*Work order*. Type every record exactly as it appears.

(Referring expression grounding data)
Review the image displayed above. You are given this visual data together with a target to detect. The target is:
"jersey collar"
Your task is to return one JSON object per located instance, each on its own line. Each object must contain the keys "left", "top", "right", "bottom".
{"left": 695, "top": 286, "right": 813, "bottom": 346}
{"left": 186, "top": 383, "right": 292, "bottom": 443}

*Expected output*.
Review the image displayed above. You are given this visual data together with a target to detect. The target is:
"jersey collar"
Your task is to return one JSON object per located instance, each on its own line. Each object must contain the keys "left", "top", "right", "bottom".
{"left": 695, "top": 286, "right": 813, "bottom": 346}
{"left": 186, "top": 383, "right": 292, "bottom": 443}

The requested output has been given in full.